## What to do:
Rewrite the rows from the line with "for aircraft wheel" to the line with "left=518, top=94, right=532, bottom=120", both included. Switch "search for" to "look for" and change nothing else.

--- START OF Input ---

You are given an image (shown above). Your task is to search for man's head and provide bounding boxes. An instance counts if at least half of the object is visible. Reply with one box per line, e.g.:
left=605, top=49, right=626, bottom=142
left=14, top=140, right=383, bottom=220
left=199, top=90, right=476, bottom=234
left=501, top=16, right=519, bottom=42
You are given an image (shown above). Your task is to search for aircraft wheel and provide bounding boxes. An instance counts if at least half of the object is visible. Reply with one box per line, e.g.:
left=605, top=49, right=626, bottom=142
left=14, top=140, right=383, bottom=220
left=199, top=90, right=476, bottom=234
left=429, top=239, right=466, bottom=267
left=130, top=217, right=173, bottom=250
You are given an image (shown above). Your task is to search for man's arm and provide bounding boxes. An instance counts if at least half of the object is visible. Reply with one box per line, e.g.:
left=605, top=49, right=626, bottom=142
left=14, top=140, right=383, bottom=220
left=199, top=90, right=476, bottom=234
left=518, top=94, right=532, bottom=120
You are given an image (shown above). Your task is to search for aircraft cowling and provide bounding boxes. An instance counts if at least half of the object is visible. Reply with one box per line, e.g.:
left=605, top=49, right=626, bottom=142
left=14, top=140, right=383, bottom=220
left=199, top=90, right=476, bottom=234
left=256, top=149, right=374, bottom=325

--- END OF Input ---

## The solution:
You are given an image (shown above). Your task is to look for aircraft wheel and provide bounding boxes. An instance counts if at least half of the object is visible. Reply with one box per line, e.g.:
left=605, top=49, right=626, bottom=142
left=14, top=140, right=383, bottom=220
left=199, top=90, right=476, bottom=234
left=429, top=239, right=466, bottom=267
left=130, top=217, right=173, bottom=250
You are given an image (shown above). Your task is to look for man's arm and provide bounding boxes. An instance counts if at least half of the object is visible. Reply with one box per line, e.g.:
left=605, top=49, right=626, bottom=142
left=14, top=140, right=383, bottom=220
left=199, top=90, right=476, bottom=234
left=518, top=94, right=532, bottom=120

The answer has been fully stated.